### Objective 1
Translate this sentence from the Hurricane Joaquin report into Spanish: "Early Friday morning, Hurricane Joaquin was 'stalled' over the Bahamas for a second day in a row, not expected to head north until later in the day."
### Objective 2
Answer these questions using the Hurricane Joaquin report:
(a) Which source does the report cite for the East Coast states preparing for extreme rainfall?
(b) In what region did heavy rain fall earlier in the week?
(c) Over what place was the hurricane stalled early Friday morning?
### Objective 3
Proceed with the Hurricane Joaquin report, picking up after its final sentence.

### Quoted passage
----
Hurricane Joaquin is expected to miss the Atlantic Coast, but according to The Weather Channel, multiple states on the East Coast are preparing for extreme rainfall and life-threatening floods. Parts of Virginia, New York, North Carolina, Maine, Maryland, Pennsylvania, and Ohio have already experienced significant flooding as a result of heavy rain in New England earlier this week, but even if the hurricane misses the East Coast, a complex weather pattern in the region is still likely to produce potentially unprecedented tropical rainfall, so cities should prepare for flooding because of Joaquin.

Early Friday morning, Hurricane Joaquin was "stalled" over the Bahamas for a second day in a row, not expected to head north until later in the day. Tropical moisture produced by the storm now threatens the East Coast of the United States with severe flooding, even if the storm itself doesn't batter the coast as it has been doing the Bahamas.
----
### Dataset rows
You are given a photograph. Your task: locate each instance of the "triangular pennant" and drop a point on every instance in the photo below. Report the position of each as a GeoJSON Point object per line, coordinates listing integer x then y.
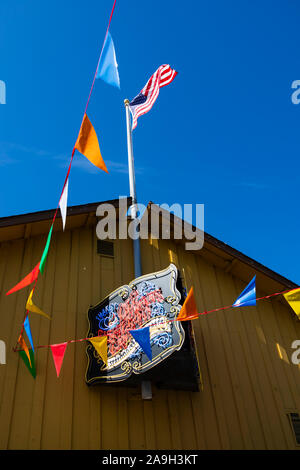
{"type": "Point", "coordinates": [189, 308]}
{"type": "Point", "coordinates": [32, 276]}
{"type": "Point", "coordinates": [87, 144]}
{"type": "Point", "coordinates": [28, 331]}
{"type": "Point", "coordinates": [33, 308]}
{"type": "Point", "coordinates": [31, 365]}
{"type": "Point", "coordinates": [45, 252]}
{"type": "Point", "coordinates": [248, 297]}
{"type": "Point", "coordinates": [293, 299]}
{"type": "Point", "coordinates": [63, 204]}
{"type": "Point", "coordinates": [100, 344]}
{"type": "Point", "coordinates": [142, 337]}
{"type": "Point", "coordinates": [108, 67]}
{"type": "Point", "coordinates": [23, 345]}
{"type": "Point", "coordinates": [58, 352]}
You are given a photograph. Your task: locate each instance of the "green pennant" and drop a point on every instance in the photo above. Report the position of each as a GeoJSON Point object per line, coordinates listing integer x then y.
{"type": "Point", "coordinates": [45, 252]}
{"type": "Point", "coordinates": [31, 369]}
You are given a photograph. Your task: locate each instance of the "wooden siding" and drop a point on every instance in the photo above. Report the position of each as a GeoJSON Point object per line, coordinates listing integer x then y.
{"type": "Point", "coordinates": [249, 382]}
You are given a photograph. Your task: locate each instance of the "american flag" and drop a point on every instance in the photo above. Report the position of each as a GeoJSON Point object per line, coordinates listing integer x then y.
{"type": "Point", "coordinates": [144, 101]}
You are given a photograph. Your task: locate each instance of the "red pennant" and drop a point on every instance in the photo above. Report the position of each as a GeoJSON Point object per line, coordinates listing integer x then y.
{"type": "Point", "coordinates": [32, 276]}
{"type": "Point", "coordinates": [58, 352]}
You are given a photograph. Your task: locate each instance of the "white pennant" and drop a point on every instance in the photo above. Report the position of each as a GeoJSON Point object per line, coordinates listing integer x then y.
{"type": "Point", "coordinates": [63, 204]}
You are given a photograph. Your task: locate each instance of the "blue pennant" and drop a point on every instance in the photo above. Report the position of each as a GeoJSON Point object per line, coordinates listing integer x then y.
{"type": "Point", "coordinates": [108, 67]}
{"type": "Point", "coordinates": [28, 331]}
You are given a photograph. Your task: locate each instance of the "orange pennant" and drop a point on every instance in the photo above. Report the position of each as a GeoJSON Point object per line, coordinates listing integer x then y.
{"type": "Point", "coordinates": [189, 309]}
{"type": "Point", "coordinates": [23, 345]}
{"type": "Point", "coordinates": [87, 144]}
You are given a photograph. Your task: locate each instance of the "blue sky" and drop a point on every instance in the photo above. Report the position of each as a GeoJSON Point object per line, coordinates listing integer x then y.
{"type": "Point", "coordinates": [225, 133]}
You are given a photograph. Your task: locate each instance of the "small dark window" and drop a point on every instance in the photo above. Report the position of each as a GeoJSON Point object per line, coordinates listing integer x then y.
{"type": "Point", "coordinates": [105, 248]}
{"type": "Point", "coordinates": [295, 423]}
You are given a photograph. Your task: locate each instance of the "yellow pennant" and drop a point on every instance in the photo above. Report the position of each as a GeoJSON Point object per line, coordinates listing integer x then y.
{"type": "Point", "coordinates": [293, 299]}
{"type": "Point", "coordinates": [100, 344]}
{"type": "Point", "coordinates": [23, 345]}
{"type": "Point", "coordinates": [33, 308]}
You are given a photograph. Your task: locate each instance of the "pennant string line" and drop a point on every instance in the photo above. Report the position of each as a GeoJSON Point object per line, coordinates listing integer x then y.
{"type": "Point", "coordinates": [205, 312]}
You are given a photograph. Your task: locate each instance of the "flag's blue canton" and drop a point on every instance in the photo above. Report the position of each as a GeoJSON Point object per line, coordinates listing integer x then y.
{"type": "Point", "coordinates": [139, 99]}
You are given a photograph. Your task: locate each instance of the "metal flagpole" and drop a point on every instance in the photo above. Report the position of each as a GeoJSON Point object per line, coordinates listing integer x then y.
{"type": "Point", "coordinates": [133, 209]}
{"type": "Point", "coordinates": [146, 385]}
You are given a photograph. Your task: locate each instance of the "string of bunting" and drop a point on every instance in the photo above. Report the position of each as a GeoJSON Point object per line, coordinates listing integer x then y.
{"type": "Point", "coordinates": [88, 145]}
{"type": "Point", "coordinates": [187, 312]}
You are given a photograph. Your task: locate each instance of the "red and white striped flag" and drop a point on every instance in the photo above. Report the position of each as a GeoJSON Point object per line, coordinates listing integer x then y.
{"type": "Point", "coordinates": [144, 101]}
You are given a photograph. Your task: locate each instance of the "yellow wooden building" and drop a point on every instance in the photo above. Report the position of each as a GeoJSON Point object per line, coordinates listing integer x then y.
{"type": "Point", "coordinates": [249, 396]}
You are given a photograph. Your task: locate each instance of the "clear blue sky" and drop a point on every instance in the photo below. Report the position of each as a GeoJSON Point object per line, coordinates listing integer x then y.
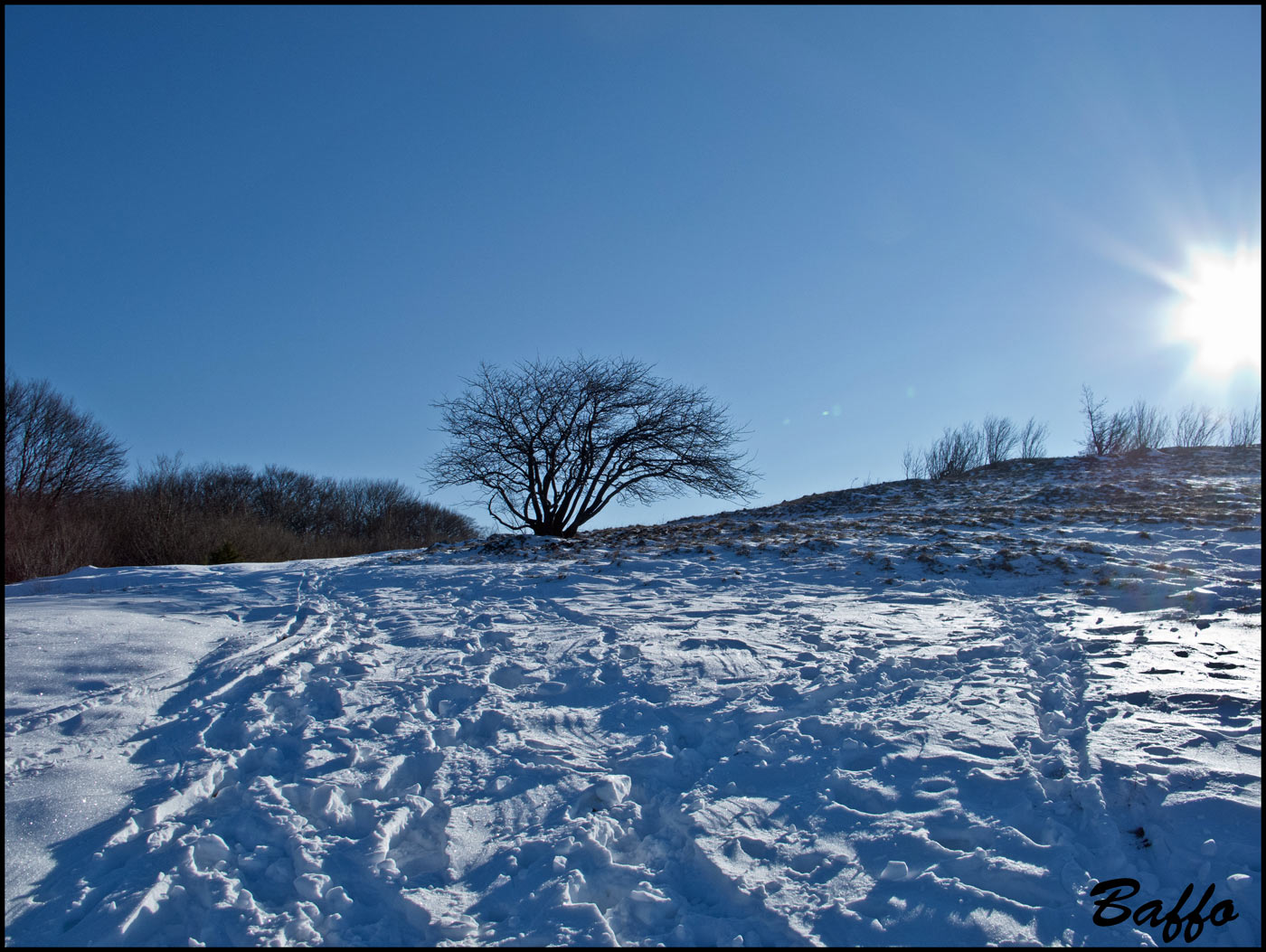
----
### Exercise answer 1
El viernes temprano por la mañana, el huracán Joaquín estaba «detenido» sobre las Bahamas por segundo día consecutivo, y no se esperaba que se dirigiera hacia el norte hasta más tarde ese día.

### Exercise answer 2
(a) The Weather Channel
(b) New England
(c) The Bahamas

### Exercise answer 3
CNN meteorologist Rachel Aissen said that "we're looking at historic flooding in coastal South Carolina," with an expected 10 to 15 inches of rain. Charleston, S.C., is expected to take an especially hard hit, but the heavy rainfall is expected to get all the way to Columbia, more than 100 miles away. Charleston has already experienced severe flash flooding this week. As a result, South Carolina Gov. Nikki Haley has declared a state of emergency ahead of major flooding — and she's not the only one. Because flood warnings and advisories extend from North Florida to Connecticut as well as to parts of West Virginia, Kentucky, and Tennessee, the governors of New Jersey, North Carolina, and Virginia have also declared states of emergency in their respective states.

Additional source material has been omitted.